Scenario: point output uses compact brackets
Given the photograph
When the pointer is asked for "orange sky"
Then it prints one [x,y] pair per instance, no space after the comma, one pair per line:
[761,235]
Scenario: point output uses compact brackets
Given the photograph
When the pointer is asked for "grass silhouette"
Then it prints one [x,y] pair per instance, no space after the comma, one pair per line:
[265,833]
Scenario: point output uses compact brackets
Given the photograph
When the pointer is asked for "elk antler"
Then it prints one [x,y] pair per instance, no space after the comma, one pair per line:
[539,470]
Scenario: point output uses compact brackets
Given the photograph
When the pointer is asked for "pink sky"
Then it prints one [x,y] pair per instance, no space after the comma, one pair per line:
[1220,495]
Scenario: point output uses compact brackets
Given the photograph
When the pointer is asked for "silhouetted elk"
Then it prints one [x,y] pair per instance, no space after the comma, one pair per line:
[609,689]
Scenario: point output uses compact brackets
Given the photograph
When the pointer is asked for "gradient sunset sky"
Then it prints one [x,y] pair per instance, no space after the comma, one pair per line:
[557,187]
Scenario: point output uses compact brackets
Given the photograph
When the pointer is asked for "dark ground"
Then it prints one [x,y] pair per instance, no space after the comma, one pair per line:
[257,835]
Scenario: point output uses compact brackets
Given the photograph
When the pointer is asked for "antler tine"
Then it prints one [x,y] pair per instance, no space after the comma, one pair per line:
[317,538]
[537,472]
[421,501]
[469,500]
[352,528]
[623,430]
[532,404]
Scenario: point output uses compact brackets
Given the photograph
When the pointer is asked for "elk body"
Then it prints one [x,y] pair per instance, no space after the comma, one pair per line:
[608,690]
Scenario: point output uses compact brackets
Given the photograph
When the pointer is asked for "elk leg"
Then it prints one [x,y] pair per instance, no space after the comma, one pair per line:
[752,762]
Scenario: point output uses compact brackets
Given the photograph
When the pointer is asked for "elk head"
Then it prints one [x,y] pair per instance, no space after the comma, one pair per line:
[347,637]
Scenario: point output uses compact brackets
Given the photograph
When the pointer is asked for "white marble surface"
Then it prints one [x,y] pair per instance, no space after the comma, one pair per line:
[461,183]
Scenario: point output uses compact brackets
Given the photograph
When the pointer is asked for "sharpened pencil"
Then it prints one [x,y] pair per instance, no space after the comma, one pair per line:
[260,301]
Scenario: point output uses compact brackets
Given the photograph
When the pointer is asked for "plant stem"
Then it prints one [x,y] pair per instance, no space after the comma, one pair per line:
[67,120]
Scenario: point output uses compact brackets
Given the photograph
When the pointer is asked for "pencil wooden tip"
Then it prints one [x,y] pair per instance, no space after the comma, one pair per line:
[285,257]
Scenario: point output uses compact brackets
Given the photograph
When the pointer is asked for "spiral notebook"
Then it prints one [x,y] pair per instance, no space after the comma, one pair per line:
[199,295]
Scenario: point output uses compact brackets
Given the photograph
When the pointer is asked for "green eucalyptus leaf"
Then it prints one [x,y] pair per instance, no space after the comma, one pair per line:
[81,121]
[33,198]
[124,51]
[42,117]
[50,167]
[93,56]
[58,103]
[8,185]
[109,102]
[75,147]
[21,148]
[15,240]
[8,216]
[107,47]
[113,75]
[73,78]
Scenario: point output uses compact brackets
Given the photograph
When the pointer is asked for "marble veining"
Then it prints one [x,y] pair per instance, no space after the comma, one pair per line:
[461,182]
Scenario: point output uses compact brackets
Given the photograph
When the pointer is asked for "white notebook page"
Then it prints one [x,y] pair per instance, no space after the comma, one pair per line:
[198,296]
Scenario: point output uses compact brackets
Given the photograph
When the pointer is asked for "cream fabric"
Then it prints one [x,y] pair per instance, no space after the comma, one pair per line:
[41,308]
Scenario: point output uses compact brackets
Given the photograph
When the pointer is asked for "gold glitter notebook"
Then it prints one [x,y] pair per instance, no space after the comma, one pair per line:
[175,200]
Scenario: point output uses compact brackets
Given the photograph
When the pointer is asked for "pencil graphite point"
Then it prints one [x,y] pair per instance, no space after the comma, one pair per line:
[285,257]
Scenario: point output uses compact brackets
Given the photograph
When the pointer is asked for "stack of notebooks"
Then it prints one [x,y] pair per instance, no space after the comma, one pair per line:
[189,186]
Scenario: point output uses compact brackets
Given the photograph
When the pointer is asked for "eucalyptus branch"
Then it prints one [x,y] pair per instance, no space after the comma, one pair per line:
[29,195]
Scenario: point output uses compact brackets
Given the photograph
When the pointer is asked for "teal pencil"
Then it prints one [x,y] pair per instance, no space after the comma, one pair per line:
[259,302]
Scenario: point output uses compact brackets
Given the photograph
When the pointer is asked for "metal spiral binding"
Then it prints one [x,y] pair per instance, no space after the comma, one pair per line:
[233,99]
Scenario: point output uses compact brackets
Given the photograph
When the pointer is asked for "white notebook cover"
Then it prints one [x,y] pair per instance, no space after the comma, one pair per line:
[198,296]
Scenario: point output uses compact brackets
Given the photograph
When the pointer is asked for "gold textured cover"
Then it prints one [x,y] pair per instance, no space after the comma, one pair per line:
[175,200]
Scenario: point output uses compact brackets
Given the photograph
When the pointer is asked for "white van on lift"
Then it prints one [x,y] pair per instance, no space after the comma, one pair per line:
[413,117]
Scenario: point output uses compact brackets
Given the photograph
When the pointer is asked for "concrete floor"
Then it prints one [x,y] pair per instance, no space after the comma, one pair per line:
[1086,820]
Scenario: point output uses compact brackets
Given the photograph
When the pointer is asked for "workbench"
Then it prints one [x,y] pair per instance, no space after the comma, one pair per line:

- **AIM OF THE TASK**: Exactly as they stand, write out all of the entries.

- **RESULT FOR THIS TASK**:
Scenario: point output uses compact brackets
Given the photograph
When the pointer is asked for "orange sky"
Then it prints one [x,y] pair per instance, no space after the comma, one pair per line:
[761,235]
Scenario: point output uses compact brackets
Given the photograph
When the pointer is asked for "grass silhouette"
Then it prints one [x,y] pair per instance, no space after the comma, one pair per line:
[265,833]
Scenario: point output uses compact brackets
Given the photograph
When the pointer is asked for "elk antler"
Then it prints one [x,y] pair per instance, no space after the comma, one pair per line:
[539,470]
Scenario: point output uses compact brackets
Given the photograph
When the pointer is asked for "pink sky"
Then it prints one [x,y] pair per instance, no space after the comma, one pair per line:
[1220,495]
Scenario: point output uses compact brackets
Given the photograph
When the pointer is asked for "silhouetted elk"
Then it prints one [x,y] pair per instance, no space after the comma, one pair per line:
[609,689]
Scenario: point output uses compact brackets
Given the photograph
When the pointer is asked for "gradient sunset sky"
Then it prints one [x,y] pair per instance, no space after the comma, one pair per line:
[557,187]
Scenario: point output uses compact brackets
Given the photograph
When the pointer is asked for "dark ground"
Then it prints one [x,y] pair per instance, no space after the comma, one pair per line:
[257,835]
Scenario: point output uses compact brackets
Given the photograph
When the pointer is asked for "antler tine"
Then it prints one [x,y] pair per instance, no space after the comma, one pair per line:
[317,538]
[537,472]
[421,501]
[469,500]
[352,528]
[623,430]
[532,404]
Scenario: point output uses compact brackets
Given the photograph
When the pointer is asked for "elk body"
Then it prints one [x,y] pair per instance, no space after the comma, one pair per line:
[608,690]
Scenario: point output uses compact brackets
Given the photograph
When the pointer is asked for "elk leg"
Then it prints one [x,y] pair per instance, no space after the comma, one pair per line:
[752,762]
Scenario: point output uses compact brackets
Given the photograph
When the pointer is asked for "elk head"
Then it prints one [x,y] pair per instance, no space after the comma, one pair per line:
[347,637]
Scenario: point output uses compact brackets
Given the photograph
When the pointer is asked for "white marble surface"
Then it prints one [x,y] pair per instance, no space after the comma, one pair per line:
[461,183]
Scenario: point output uses compact brackets
Given the photograph
When the pointer is asked for "sharpened pencil"
Then it prints one [x,y] pair per instance, no space after the comma, one pair per line:
[260,301]
Scenario: point output uses compact brackets
Given the photograph
When the pointer is asked for "plant stem"
Then it prints one [x,y] pair per instance, no space after the comma, one pair per line:
[67,120]
Scenario: point output uses compact brackets
Given the photograph
When the pointer is asked for "pencil wooden tip"
Then it prints one [x,y] pair per instance, no space after the comma, one pair per line:
[285,257]
Scenario: point output uses compact brackets
Given the photograph
When the pointer is asked for "spiral notebook"
Then it prints one [x,y] pair per instance, no space after the comma, one pair per line:
[199,295]
Scenario: point output uses compact brackets
Given the photograph
When the pointer is asked for "green eucalyptus leaf"
Then it prints one [x,y] pair per instance, no space after the comma, one pair per line:
[81,121]
[33,198]
[124,51]
[42,117]
[50,167]
[93,56]
[58,103]
[8,185]
[109,102]
[75,147]
[21,148]
[15,240]
[8,216]
[107,47]
[113,75]
[73,78]
Scenario: point output uses compact brackets
Given the photograph
When the pointer is asked for "marble veining"
Then it prints one [x,y] pair per instance, no space after the comma, one pair per line:
[461,182]
Scenario: point output uses compact brackets
Given the photograph
When the pointer is asked for "white notebook page"
Then it prints one [x,y] pair per instance, no space after the comma, one pair per line:
[198,296]
Scenario: point output uses compact brackets
Given the photograph
When the pointer is asked for "cream fabric"
Then it prints one [x,y] pair per instance, no space after the comma, one pair per line:
[41,308]
Scenario: point output uses compact brackets
Given the photograph
When the pointer is asked for "gold glitter notebook"
Then it prints one [x,y] pair per instance, no space after the comma, one pair per line:
[175,200]
Scenario: point output uses compact brackets
Given the photograph
When the pointer is asked for "pencil graphite point"
Then it prints one [x,y] pair per instance, no space after the comma, one pair per line:
[285,257]
Scenario: point output uses compact brackets
Given the photograph
When the pointer is asked for "stack of notebooks"
Then it prints one [x,y] pair per instance, no space after the comma, one pair per line:
[189,186]
Scenario: point output uses compact brackets
Given the photograph
When the pointer is asked for "eucalyptus branch"
Then it prints one [x,y] pair per instance, no space after the comma, one pair per line:
[29,195]
Scenario: point output uses compact brackets
Given the photograph
When the pointer is asked for "teal pencil"
Then it prints one [x,y] pair per instance, no space after the comma, one pair per line:
[259,302]
Scenario: point output uses compact brackets
Given the photograph
When the pointer is asked for "metal spiral binding"
Then it prints one [x,y] pair per instance, no space after the comma, one pair per line:
[233,99]
Scenario: point output uses compact brackets
Given the photograph
When the pointer is asked for "white notebook cover"
Then it prints one [x,y] pair per instance, no space after the comma, one pair per line:
[198,296]
Scenario: point output uses compact brackets
Given the photograph
When the pointer is asked for "gold textured cover"
Then it prints one [x,y] pair per instance, no space after the comma, one pair per line:
[175,200]
Scenario: point output uses compact brackets
Given the photograph
When the pointer is asked for "white van on lift"
Then it prints one [x,y] pair per instance, no space after the comma, one pair per line:
[413,117]
Scenario: point output uses compact brackets
Given the photograph
When the pointer is asked for "concrete floor"
Then it prints one [x,y] pair per instance, no space after the comma, one pair per line:
[1086,820]
Scenario: point output uses compact brackets
Given the photograph
When the pointer is asked for "workbench"
Then it prints one [x,y] pair per instance, no space after the comma, one pair per line:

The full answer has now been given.